** Start of Records for this task **
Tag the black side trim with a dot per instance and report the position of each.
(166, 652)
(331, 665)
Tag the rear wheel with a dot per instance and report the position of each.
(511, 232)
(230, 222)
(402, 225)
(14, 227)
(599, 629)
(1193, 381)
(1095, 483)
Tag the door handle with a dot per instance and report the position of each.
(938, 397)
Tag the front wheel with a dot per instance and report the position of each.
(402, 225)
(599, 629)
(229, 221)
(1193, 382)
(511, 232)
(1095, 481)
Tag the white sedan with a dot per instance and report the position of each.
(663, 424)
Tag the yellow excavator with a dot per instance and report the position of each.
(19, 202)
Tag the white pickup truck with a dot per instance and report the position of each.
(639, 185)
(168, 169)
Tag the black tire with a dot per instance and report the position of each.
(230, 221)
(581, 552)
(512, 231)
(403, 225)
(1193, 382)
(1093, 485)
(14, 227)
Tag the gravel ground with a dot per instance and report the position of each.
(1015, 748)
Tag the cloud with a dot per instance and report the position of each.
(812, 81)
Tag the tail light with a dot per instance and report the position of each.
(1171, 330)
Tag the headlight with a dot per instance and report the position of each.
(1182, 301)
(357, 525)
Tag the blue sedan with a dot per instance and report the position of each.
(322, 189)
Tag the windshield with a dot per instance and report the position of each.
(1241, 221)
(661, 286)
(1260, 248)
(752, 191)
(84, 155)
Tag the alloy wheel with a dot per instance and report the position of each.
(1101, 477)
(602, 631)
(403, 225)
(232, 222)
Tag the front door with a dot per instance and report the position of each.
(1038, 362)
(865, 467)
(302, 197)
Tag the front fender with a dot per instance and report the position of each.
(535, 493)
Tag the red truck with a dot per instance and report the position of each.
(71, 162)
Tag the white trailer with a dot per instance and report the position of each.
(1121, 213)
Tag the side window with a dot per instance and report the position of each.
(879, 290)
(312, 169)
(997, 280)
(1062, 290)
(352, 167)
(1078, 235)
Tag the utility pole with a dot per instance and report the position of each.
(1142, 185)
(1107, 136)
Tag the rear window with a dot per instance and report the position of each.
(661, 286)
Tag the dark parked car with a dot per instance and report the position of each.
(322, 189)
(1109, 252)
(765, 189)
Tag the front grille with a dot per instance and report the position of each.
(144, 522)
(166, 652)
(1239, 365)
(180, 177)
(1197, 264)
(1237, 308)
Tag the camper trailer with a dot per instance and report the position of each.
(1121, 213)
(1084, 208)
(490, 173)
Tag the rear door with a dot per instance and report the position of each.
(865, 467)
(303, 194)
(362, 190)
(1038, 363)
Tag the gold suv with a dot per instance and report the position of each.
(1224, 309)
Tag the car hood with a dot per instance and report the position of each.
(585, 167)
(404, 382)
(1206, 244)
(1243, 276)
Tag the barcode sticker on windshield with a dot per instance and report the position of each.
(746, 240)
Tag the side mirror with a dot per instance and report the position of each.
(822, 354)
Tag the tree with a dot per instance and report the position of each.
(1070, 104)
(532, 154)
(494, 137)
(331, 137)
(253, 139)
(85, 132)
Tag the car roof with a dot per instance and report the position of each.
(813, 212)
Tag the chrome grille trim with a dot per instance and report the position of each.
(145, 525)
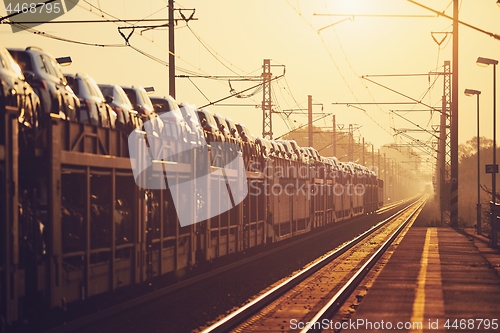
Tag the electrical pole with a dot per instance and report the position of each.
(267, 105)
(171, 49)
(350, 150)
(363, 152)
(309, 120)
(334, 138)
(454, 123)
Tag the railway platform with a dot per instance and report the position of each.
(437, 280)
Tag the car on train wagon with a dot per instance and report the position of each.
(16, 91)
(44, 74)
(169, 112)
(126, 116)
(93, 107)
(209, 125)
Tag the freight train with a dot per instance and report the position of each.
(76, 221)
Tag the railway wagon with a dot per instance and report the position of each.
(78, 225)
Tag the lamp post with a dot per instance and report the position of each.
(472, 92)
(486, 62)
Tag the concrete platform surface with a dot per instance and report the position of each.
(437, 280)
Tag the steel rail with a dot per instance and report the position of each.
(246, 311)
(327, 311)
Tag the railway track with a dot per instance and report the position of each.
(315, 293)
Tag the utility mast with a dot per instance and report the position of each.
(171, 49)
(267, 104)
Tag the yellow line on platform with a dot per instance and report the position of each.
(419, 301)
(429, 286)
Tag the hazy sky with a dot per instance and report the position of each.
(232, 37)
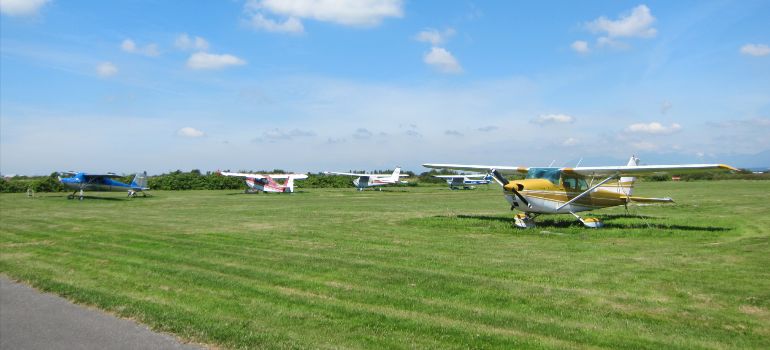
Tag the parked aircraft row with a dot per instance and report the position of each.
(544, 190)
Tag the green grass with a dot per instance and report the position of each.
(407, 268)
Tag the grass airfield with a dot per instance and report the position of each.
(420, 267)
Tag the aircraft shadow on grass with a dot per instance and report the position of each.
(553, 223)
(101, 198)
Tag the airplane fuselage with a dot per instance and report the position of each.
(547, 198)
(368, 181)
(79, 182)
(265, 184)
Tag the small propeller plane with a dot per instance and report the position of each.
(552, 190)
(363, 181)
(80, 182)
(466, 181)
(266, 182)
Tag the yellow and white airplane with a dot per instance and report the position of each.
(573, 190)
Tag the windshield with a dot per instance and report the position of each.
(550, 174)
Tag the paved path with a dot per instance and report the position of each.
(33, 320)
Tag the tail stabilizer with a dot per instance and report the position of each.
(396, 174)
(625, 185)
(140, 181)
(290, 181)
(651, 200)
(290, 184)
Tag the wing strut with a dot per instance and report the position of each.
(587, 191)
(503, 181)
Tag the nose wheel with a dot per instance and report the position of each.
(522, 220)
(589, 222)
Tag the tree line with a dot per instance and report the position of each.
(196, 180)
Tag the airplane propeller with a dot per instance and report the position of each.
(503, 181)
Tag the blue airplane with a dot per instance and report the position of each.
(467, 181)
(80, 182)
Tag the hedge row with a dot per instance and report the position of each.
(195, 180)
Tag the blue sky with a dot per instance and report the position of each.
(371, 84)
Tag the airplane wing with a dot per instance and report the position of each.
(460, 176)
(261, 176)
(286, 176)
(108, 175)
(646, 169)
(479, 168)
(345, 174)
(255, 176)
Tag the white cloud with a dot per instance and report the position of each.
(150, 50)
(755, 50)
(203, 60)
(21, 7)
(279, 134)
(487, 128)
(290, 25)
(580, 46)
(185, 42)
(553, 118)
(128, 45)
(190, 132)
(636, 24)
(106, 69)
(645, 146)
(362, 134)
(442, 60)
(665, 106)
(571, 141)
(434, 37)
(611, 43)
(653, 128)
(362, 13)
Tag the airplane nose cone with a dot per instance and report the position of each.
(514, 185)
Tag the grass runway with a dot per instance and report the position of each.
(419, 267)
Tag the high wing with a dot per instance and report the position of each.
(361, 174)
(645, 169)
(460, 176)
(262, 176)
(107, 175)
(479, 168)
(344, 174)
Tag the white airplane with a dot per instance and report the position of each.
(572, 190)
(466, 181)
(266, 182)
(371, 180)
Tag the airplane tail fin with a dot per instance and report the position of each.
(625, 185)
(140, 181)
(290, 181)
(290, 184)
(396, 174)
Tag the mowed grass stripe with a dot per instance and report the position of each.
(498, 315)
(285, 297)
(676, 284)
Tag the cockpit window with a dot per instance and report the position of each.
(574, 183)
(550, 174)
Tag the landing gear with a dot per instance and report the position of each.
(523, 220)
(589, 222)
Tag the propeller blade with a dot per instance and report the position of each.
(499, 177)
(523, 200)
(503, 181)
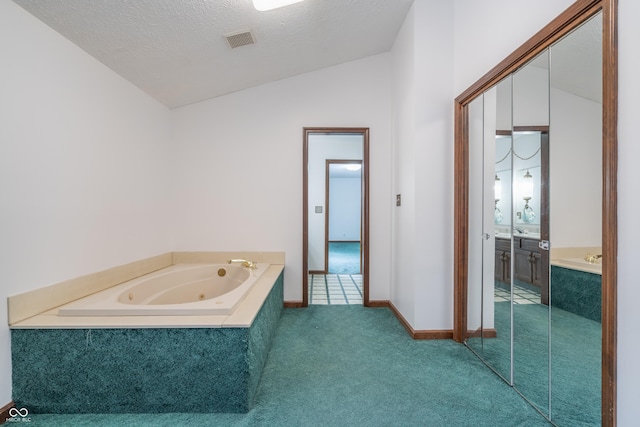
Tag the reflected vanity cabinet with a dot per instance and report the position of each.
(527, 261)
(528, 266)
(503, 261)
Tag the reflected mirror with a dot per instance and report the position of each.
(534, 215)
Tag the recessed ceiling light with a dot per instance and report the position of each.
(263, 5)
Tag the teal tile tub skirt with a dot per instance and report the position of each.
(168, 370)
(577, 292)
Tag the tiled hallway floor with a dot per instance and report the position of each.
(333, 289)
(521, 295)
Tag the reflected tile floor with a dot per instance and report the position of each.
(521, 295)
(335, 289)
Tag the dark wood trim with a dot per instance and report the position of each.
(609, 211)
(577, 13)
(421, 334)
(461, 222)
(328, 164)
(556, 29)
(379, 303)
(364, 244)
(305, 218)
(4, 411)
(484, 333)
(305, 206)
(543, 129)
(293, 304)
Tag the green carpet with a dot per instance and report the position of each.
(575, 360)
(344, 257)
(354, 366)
** End of Records for this task **
▶ _Exercise_: Write out an exact reproduction of the lines from the line that holds "Tag the mowed" to the bottom of the listing above, both ends included. Exclude pictures.

▶ _Task solution_:
Tag the mowed grass stripe with a dot per instance and report the position of each.
(498, 315)
(285, 297)
(676, 284)
Tag the cockpit window with a dot per instance and report the position of each.
(574, 183)
(550, 174)
Tag the landing gear with a dot per instance and report the position of each.
(523, 220)
(589, 222)
Tag the propeller blade with a dot per instance and report the position of each.
(499, 177)
(523, 200)
(503, 181)
Tag the reflected vanity cabinet with a dot per instance and report the position of each.
(527, 261)
(528, 266)
(503, 261)
Tag the reflected mirror with a dot per instance and report the position of each.
(534, 215)
Tag the recessed ceiling light with a dot per instance and report the position of each.
(263, 5)
Tag the teal tile tub skirt with a dot per instance and report the position of each.
(168, 370)
(577, 292)
Tag the tiled hallway floor with a dot per instance and report the position of each.
(333, 289)
(521, 295)
Tag the reflected tile floor with a dot per instance and report the position of each.
(521, 295)
(335, 289)
Tag the dark wood trim with a dot per instance and report the position of each.
(609, 211)
(577, 13)
(421, 334)
(461, 222)
(328, 164)
(556, 29)
(379, 303)
(364, 244)
(305, 218)
(4, 411)
(484, 333)
(305, 206)
(543, 129)
(293, 304)
Tag the green carpet with a dot per instance and report the position of each.
(575, 360)
(344, 257)
(354, 366)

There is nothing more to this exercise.